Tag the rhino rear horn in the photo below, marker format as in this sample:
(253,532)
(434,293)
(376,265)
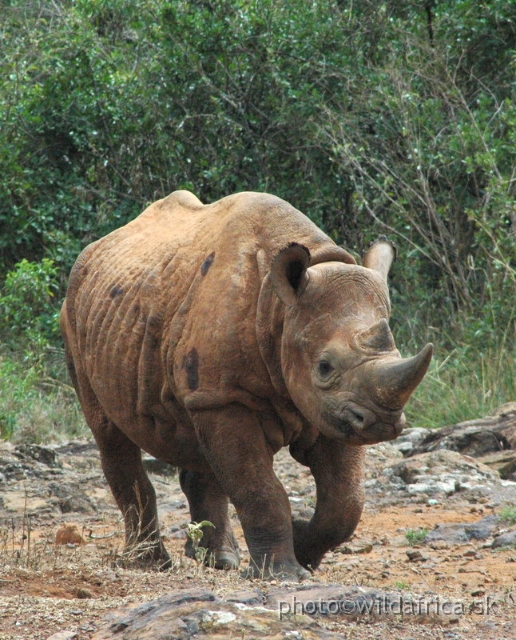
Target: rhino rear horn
(377,338)
(288,272)
(380,256)
(396,380)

=-=-=-=-=

## [Work to complete]
Since the pictures are not wanted, repeat only the rest of the material, exactly as given.

## [Response below]
Tag the rhino rear horn in the photo below, marker format as in this sample:
(253,532)
(434,293)
(376,265)
Target: rhino rear horn
(377,338)
(288,272)
(380,256)
(396,380)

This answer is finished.